> Objective
Retype each line of the material exactly, please, skipping any picture in it.
|---|
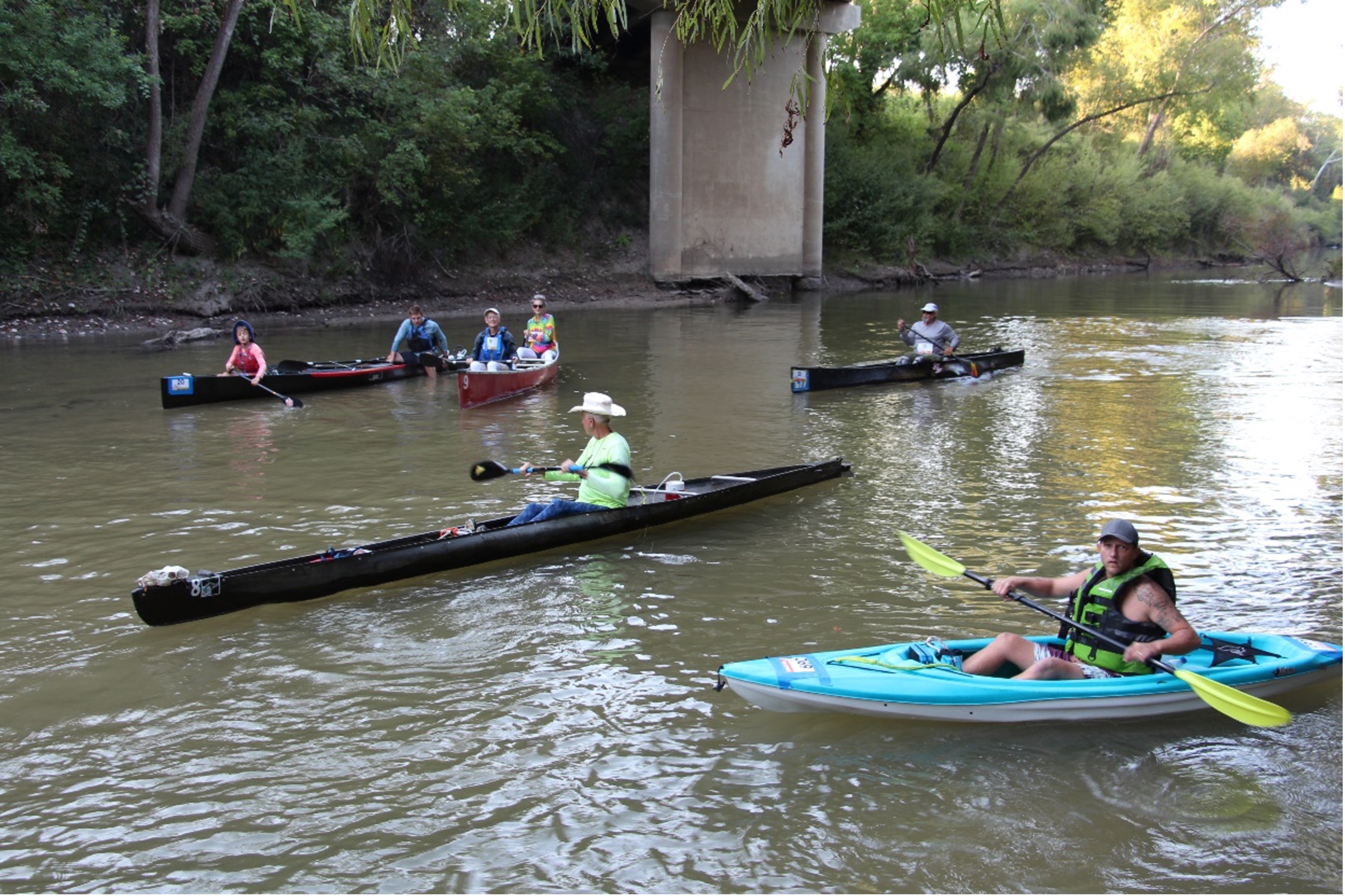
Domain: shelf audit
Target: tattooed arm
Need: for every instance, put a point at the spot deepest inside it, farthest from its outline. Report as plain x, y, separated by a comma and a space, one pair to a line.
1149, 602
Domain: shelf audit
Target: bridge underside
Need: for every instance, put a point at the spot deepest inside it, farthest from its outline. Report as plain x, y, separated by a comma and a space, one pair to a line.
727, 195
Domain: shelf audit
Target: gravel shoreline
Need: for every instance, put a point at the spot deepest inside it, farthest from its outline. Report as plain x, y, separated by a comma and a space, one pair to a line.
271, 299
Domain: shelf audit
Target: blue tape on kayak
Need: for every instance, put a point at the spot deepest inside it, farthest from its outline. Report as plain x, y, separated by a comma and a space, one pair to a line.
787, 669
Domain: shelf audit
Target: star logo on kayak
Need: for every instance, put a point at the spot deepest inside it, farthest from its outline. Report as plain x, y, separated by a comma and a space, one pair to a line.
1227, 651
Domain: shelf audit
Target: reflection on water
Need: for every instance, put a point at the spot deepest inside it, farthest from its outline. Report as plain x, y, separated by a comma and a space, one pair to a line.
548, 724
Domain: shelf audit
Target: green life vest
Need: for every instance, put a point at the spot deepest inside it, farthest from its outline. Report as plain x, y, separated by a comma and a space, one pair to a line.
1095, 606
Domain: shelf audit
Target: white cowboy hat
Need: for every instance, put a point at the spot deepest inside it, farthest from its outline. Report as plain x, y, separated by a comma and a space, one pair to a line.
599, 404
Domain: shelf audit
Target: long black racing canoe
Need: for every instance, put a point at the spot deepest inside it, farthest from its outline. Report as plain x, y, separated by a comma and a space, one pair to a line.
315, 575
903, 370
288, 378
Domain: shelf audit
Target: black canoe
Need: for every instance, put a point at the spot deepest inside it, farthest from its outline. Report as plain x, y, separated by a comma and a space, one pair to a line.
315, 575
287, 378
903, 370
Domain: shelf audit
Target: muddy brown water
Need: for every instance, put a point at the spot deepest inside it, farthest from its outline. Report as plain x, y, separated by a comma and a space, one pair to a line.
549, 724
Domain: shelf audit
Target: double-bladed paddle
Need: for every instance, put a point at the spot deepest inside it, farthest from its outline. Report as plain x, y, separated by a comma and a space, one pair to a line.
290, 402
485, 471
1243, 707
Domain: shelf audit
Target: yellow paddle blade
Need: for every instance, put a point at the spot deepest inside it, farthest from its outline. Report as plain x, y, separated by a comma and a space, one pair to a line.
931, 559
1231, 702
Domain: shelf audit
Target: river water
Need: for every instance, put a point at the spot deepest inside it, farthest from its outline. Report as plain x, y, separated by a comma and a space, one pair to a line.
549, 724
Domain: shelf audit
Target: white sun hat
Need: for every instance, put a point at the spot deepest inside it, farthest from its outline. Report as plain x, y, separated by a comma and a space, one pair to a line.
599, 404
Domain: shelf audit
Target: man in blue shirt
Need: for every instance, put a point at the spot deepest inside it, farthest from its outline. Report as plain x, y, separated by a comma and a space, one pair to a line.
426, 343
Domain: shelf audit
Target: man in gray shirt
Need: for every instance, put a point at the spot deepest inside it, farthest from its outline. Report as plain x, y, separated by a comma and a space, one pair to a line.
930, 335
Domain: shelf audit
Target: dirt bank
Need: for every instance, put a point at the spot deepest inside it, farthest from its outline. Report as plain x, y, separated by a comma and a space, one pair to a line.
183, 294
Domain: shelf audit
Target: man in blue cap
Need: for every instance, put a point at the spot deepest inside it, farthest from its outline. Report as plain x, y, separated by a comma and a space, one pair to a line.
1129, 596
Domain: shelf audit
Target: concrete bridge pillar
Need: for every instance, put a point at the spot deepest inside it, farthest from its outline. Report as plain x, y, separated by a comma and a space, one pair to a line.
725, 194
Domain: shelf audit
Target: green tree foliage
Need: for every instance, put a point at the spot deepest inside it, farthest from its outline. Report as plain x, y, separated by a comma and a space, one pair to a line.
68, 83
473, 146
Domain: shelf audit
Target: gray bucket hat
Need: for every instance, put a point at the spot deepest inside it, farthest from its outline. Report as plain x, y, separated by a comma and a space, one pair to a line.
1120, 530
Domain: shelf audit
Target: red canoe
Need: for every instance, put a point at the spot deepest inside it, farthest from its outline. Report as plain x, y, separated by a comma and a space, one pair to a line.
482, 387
|---|
> Full answer
Domain: shelf audit
Target: tattooed arm
Need: for every instance, put a point at the spot deepest inside it, farthest from its outline. Report as plain x, y, separated by a comma and a space, one pair to a line.
1149, 602
Domain: shelf audit
Target: bridge underside
Need: for every instance, put a point at the spot deepest inside it, farthest from its outline. Report as plain x, y, separated by a comma and a space, one pair to a line.
727, 195
Domain: shelf audit
Target: gravel shoreline
Need: for every instance, put a point at the spot deepest inside it, farthest from its outline. Report as plain x, y, separated by a comma and a space, one pair to a line.
271, 299
Domain: shelf audit
Target: blue tape on kayak
Need: for every instance, put a point at the spot deepest inside it, farthest from its outline. Report as plain x, y, separated by a comma and a space, one pair to a line.
787, 669
Domain: shelf audit
Target: star logo on kayak
Need: for every instance, put a point at the spot deepest inside it, farthest from its outline. Report as plain x, y, separated by a comma and a space, one pair to a line.
1227, 651
Domain: shelf audit
Target: reflection on water
Need: for every instance, put a point at the spot deepest inside it, farthest from its outline. Report as plain x, y, separated by a comma and a space, one pair to a line.
548, 724
Domain: shelf audit
Target: green life vest
Need: for every instance, put a point at the spot deepest inside it, farthest from its outline. Report as plain x, y, separated by a comma and a space, one pair to a line.
1095, 606
Domain: shelf audit
Target: white cowboy hat
Need: for every instance, put a point at the spot deepest inside it, farthest from its outline. Report as plain x, y, separated by a comma and a space, one pair to a line.
599, 404
Domain: shelf audit
Target: long black racing canoe
Need: for every instance, put a point at the spot deepest inside it, farthest from its outline. Report as plain x, y, separated by a comma and a space, one pair to a line.
315, 575
903, 370
288, 378
Domain: shelf audit
Target: black canoe
Need: for every instance, put a point at the spot deepest inside it, farthest from its outline. Report as plain x, y, separated by a comma and a space, one pair to a line.
315, 575
287, 378
903, 370
Domain: shelf audit
Target: muddy brown water
Need: for every instance, put a point at the spot deepest inside it, farthest from its outline. Report as plain x, y, separated by a comma and a space, one pair to a line.
549, 724
Domain: shelf audit
Target: double-bladed paddle
Need: for every instance, put a point at the spot deepest inside it, farthest from its outline. Report as plain x, y, separated by a comma and a space, one pair to a line.
290, 402
485, 471
1243, 707
Domain: shelf audit
Target: yellow paddle blade
Need: for every instance, put a point at the spot deepest inside it, farthest from its outline. Report as plain x, y, separated by a comma and a space, one pair to a line.
931, 559
1231, 702
Domain: shelf audit
Target: river water
Need: for every instance, put a point at the spot deepest inside it, farthest from its outline. Report as plain x, y, separated by a comma and a space, one pair to a line.
549, 724
Domain: shelf audit
Target: white sun hat
Need: for every instance, put a point at the spot deepest inside it, farthest from its outline. Report as plain x, y, separated by a comma and a space, one pair to a line.
599, 404
Domain: shelf audit
Target: man in blue shirt
Need: for every instance, put a point at the spot deepest inside it, farthest from its outline. Report as plain x, y, separated by a comma and a space, one pair to a line.
426, 343
Domain: shelf audit
Target: man in gray shirt
Need: for every instance, put a point at the spot deepest inside it, farthest from its outline. Report as plain x, y, separated by a comma and a space, one pair to a line.
930, 335
Domain: shelf audit
Target: dirt bank
Need: for every instance, put a point at the spot deepest inside it, farthest from its outline. Report as plain x, y, separated by a comma and a space, one pair to a line.
183, 294
Domain: shelf audit
Target: man in blue cap
Need: for every instance, put a point at the spot deepest inside it, farthest from its outline. Report as plain x, y, separated by a comma and a space, one pair to a line.
1129, 596
Domain: shelf audit
Target: concrete bridge pillar
Need: for every instance, put a point at the spot deepest inside it, farthest from its outline. Report as plain x, y, separated by a comma and a space, one pair to a line.
725, 194
Domain: shelf audit
Target: green tree foliage
Need: for every instance, put a point at the spot deepest inside it, farthest from its outline. Report as plain x, y, separated by a comma and a space, one pair to a line.
68, 83
473, 146
Domain: shelf audit
Target: gray bucket hat
Need: for every instance, put a point at the spot deepest inside it, farthest from its outline. Report as plain x, y, separated by a comma and a space, one pair to a line.
1120, 530
Domain: shelf audit
Target: red canoe
Need: for every instance, put a point at the spot deepest inside it, farthest from its outline. Report as plain x, y, separated by a comma and a space, one pair to a line.
482, 387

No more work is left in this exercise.